*** TEXT
I think this may qualify Finn for the Paralympics too!


----------



## elly (Nov 21, 2010)

Loving all these entries!!! What great athletes, all gold medal winners for sure!


----------



## JazzSkye (Aug 1, 2011)

No cool gear, just a new tennis ball and a sweet, green meadow after the final snow melt last week! (Skye--:--heart:--13 months):


----------



## Shutterwolf (Jan 30, 2012)

does it have to be my dog, or can it be a picture i have taken? also, 1 entry or more then 1?


----------



## 2Retrievers222 (Sep 5, 2007)

They cut it done to one per person not dog. Maybe a poll for per dog or per person. Tobymommy could I run a poll, will be my first. People with more than one dog can,t always get both or more dogs in shot.


----------



## Shutterwolf (Jan 30, 2012)

Well here's my entry. Not my dog, but I took the picture. Hope that is ok...


----------



## Dexter12 (Feb 10, 2012)

extreme fetching?


----------



## TheCrewAndUs (Sep 11, 2011)

Dexter


----------



## Kathrynehalliday (Jan 11, 2012)
******
● **YOUR GOAL**
Please reproduce the forum thread above word for word, in full.
*** INFORMATION SHOWN
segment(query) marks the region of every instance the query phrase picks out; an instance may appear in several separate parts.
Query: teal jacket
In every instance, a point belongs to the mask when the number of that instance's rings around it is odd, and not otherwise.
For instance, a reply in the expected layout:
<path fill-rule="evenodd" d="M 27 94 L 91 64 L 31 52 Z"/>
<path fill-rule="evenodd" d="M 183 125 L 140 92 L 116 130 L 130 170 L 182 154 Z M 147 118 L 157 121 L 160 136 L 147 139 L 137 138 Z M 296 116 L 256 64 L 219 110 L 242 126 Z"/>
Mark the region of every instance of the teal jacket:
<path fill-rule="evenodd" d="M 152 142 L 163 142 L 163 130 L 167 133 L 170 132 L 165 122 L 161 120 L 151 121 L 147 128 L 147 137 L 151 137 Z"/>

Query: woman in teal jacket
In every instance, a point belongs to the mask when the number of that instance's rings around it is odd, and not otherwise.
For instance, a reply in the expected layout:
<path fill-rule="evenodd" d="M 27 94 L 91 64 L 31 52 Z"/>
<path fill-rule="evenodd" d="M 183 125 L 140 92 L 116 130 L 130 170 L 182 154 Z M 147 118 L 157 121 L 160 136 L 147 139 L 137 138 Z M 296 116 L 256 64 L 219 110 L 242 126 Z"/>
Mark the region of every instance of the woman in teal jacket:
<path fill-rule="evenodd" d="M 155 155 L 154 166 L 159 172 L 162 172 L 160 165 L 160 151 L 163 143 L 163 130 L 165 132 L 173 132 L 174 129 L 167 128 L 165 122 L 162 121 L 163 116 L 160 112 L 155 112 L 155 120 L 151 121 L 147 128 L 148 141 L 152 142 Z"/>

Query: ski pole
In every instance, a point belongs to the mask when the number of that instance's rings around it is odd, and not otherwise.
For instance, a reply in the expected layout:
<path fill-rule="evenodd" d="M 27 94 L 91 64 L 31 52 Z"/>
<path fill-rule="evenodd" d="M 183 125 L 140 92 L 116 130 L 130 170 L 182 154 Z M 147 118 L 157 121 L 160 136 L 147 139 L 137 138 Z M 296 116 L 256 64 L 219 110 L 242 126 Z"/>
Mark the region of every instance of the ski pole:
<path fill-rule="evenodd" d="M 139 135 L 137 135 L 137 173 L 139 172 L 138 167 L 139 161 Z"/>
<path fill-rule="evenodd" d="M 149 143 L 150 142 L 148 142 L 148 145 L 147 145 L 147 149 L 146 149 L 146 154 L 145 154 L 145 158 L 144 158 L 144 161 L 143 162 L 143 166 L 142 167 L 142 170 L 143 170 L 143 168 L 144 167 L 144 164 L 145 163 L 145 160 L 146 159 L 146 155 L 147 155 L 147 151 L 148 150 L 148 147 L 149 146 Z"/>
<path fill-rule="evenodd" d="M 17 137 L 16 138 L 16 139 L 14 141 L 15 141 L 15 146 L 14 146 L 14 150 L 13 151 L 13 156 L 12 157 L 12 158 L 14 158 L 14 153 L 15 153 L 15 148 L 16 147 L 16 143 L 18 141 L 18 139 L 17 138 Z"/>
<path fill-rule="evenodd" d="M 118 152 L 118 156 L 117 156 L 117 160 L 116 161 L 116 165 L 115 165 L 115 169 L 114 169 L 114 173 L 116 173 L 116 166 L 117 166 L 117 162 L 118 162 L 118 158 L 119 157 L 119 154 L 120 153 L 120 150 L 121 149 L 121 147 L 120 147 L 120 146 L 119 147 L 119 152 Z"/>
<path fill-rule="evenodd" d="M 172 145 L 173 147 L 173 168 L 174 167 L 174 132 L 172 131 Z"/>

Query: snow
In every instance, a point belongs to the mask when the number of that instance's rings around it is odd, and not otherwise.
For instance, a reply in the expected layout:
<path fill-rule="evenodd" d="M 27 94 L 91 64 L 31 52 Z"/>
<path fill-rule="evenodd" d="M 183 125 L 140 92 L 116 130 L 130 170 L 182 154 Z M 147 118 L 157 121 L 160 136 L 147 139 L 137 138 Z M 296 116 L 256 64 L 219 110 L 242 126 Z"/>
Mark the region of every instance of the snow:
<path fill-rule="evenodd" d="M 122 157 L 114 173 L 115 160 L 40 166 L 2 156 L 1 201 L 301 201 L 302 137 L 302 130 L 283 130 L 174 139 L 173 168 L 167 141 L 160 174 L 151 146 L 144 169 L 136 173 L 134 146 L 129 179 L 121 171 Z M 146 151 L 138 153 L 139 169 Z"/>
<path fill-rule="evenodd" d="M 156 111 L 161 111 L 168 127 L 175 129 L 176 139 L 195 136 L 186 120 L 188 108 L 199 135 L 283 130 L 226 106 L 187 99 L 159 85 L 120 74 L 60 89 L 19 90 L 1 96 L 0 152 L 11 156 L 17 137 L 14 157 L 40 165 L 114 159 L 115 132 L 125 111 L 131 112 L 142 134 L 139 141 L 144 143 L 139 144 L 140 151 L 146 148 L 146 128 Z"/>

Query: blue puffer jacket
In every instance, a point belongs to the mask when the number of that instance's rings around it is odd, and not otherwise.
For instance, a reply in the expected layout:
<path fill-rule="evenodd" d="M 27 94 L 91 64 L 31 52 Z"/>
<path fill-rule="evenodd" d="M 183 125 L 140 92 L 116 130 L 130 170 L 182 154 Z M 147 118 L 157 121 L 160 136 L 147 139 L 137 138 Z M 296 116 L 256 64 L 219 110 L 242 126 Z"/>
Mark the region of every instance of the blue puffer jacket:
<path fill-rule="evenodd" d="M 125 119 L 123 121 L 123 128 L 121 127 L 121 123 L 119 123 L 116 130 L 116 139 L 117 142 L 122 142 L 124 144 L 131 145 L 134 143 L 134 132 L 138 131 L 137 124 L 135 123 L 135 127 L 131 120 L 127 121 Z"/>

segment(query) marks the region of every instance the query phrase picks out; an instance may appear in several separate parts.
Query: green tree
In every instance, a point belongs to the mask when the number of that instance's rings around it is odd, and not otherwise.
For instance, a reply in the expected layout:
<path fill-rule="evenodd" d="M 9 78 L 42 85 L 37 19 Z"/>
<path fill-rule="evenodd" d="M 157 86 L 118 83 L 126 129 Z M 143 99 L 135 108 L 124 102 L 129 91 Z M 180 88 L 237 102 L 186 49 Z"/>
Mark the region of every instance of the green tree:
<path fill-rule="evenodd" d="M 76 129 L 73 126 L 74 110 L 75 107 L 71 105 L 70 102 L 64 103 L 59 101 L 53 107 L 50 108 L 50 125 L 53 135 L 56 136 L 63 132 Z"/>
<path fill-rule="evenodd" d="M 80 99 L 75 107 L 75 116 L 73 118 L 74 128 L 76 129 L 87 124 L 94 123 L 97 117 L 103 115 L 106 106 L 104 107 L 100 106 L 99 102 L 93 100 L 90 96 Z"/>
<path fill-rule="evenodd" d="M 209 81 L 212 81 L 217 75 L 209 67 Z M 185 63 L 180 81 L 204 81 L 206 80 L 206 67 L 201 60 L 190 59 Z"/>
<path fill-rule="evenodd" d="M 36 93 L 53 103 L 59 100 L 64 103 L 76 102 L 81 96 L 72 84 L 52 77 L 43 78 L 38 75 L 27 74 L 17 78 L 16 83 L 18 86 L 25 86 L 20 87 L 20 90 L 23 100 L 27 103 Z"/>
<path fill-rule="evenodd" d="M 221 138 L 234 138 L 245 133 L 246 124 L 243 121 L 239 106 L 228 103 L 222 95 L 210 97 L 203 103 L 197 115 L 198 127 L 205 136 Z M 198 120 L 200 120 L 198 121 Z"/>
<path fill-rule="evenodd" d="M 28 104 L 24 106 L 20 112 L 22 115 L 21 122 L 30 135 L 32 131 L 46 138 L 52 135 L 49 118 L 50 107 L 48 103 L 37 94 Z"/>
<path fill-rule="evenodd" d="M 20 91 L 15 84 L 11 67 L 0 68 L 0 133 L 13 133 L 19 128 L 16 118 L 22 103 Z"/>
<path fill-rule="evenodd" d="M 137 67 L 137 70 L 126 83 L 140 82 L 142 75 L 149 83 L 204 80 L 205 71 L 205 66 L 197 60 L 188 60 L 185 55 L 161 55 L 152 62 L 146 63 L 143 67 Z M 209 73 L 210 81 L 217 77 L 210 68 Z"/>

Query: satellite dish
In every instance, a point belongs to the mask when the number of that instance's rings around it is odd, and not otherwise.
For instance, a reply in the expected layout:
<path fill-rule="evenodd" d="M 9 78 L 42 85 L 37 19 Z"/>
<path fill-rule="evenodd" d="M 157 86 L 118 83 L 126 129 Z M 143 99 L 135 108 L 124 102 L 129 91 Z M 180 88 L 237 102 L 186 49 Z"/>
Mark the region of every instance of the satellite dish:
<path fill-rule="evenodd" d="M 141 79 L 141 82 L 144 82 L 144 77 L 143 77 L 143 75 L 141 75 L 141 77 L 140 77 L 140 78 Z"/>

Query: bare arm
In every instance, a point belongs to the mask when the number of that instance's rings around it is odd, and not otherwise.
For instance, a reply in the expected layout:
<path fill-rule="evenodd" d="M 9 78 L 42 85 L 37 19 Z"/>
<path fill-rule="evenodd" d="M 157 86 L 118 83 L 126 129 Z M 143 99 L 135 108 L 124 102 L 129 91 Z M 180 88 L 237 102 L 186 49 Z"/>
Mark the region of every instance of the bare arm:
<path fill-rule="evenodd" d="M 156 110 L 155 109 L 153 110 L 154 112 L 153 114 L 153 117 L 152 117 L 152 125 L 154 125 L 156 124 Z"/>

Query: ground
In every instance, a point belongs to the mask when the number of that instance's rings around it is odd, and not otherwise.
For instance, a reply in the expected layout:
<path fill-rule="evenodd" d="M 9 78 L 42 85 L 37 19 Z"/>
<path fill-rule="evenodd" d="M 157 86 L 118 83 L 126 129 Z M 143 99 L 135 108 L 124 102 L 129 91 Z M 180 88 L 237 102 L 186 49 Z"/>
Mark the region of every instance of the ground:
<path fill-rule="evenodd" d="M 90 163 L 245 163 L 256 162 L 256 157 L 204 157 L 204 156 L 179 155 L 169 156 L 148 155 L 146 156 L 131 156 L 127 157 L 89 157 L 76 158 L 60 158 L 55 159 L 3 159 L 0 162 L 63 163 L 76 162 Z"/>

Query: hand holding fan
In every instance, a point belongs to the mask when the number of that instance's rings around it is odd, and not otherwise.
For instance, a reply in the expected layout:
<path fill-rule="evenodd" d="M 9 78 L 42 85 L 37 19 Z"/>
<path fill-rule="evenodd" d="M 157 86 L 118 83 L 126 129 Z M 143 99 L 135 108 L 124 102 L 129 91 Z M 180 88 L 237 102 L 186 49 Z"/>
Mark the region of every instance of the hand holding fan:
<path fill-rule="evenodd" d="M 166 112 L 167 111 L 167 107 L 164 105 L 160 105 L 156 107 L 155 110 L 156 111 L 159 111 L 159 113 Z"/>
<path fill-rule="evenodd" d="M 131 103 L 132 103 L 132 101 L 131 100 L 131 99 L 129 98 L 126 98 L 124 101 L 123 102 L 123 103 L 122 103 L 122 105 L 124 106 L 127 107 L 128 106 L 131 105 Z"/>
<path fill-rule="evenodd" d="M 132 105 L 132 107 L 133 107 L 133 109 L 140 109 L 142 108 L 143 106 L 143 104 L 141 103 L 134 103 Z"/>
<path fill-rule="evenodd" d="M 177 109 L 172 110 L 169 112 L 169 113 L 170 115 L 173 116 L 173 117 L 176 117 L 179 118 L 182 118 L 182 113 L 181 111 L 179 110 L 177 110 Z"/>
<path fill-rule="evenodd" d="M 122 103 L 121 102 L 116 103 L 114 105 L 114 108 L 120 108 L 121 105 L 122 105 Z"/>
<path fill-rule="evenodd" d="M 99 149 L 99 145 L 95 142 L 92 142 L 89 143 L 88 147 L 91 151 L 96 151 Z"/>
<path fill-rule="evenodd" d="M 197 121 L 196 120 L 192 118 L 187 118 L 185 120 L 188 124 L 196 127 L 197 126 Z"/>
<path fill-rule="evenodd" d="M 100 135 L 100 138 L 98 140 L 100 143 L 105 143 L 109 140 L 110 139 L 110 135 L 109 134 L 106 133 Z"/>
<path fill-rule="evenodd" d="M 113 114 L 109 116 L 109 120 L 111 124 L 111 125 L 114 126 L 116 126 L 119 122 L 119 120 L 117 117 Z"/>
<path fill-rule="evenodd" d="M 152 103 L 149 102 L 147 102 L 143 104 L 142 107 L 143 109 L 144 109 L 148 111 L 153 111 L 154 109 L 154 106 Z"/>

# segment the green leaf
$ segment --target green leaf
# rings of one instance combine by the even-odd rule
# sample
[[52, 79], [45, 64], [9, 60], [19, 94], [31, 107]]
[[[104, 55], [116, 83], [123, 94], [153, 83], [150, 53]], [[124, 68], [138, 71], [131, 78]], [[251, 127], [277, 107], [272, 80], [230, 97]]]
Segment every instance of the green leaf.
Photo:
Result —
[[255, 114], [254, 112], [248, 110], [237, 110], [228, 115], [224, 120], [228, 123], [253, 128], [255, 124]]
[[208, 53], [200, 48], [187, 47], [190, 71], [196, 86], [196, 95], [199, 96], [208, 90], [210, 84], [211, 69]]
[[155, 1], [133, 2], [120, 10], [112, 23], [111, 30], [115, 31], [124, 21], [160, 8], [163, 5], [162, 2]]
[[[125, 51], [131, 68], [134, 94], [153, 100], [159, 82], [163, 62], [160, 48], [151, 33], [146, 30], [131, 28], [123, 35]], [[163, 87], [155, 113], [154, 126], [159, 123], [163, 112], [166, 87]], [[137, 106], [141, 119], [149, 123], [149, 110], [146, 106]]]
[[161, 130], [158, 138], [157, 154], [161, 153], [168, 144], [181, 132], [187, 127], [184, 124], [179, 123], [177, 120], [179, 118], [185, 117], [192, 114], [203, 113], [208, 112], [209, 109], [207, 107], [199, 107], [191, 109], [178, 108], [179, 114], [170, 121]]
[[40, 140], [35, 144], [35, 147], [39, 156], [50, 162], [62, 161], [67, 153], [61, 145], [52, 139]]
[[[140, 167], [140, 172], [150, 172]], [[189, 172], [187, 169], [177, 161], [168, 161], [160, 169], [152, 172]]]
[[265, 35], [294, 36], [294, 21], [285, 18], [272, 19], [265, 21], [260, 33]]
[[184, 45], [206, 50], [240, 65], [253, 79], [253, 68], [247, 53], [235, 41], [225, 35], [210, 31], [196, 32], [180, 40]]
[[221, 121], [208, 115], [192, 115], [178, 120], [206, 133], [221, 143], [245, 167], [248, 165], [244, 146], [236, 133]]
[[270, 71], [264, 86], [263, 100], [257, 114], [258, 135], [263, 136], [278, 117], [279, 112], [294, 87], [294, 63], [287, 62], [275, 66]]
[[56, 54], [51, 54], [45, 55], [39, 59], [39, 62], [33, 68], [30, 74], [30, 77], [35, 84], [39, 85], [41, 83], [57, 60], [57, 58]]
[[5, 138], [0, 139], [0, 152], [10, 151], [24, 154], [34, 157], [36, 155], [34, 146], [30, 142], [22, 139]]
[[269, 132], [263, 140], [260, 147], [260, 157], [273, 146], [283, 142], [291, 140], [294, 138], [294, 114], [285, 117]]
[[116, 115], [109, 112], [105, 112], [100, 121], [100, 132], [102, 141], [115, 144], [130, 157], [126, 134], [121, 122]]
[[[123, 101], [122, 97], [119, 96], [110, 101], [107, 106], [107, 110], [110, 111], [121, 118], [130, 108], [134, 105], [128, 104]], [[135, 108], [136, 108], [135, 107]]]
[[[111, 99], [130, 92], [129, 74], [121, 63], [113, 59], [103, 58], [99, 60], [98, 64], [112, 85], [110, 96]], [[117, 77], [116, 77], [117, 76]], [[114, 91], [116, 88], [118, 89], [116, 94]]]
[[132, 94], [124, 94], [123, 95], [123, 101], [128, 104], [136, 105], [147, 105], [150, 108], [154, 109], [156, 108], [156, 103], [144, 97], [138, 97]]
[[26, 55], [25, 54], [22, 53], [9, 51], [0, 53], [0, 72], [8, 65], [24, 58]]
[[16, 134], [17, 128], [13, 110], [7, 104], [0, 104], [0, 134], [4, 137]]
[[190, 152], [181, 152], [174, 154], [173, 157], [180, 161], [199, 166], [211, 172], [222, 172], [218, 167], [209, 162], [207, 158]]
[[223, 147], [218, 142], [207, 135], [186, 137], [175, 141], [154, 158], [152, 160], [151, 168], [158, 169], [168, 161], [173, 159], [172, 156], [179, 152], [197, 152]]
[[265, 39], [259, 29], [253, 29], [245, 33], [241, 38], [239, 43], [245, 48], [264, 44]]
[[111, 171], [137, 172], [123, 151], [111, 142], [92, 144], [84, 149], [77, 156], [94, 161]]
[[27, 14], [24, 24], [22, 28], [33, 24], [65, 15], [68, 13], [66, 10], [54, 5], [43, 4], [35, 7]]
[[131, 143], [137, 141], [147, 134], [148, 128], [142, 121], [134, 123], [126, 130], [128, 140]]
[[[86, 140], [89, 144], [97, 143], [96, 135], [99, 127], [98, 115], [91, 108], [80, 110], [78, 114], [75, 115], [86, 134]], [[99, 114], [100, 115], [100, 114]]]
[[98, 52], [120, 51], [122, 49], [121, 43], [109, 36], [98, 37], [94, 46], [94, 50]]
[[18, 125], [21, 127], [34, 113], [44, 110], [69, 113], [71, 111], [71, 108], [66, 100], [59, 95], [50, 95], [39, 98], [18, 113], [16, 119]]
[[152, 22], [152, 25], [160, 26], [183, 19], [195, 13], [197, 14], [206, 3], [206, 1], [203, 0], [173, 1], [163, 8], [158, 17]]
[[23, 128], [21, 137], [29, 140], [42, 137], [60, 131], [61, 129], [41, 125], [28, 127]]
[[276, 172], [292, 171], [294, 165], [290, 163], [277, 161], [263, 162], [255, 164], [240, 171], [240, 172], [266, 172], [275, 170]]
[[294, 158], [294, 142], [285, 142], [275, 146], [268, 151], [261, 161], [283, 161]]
******
● **EXPECTED ANSWER**
I think this may qualify Finn for the Paralympics too!


----------



## elly (Nov 21, 2010)

Loving all these entries!!! What great athletes, all gold medal winners for sure!


----------



## JazzSkye (Aug 1, 2011)

No cool gear, just a new tennis ball and a sweet, green meadow after the final snow melt last week! (Skye--:--heart:--13 months):


----------



## Shutterwolf (Jan 30, 2012)

does it have to be my dog, or can it be a picture i have taken? also, 1 entry or more then 1?


----------



## 2Retrievers222 (Sep 5, 2007)

They cut it done to one per person not dog. Maybe a poll for per dog or per person. Tobymommy could I run a poll, will be my first. People with more than one dog can,t always get both or more dogs in shot.


----------



## Shutterwolf (Jan 30, 2012)

Well here's my entry. Not my dog, but I took the picture. Hope that is ok...


----------



## Dexter12 (Feb 10, 2012)

extreme fetching?


----------



## TheCrewAndUs (Sep 11, 2011)

Dexter


----------



## Kathrynehalliday (Jan 11, 2012)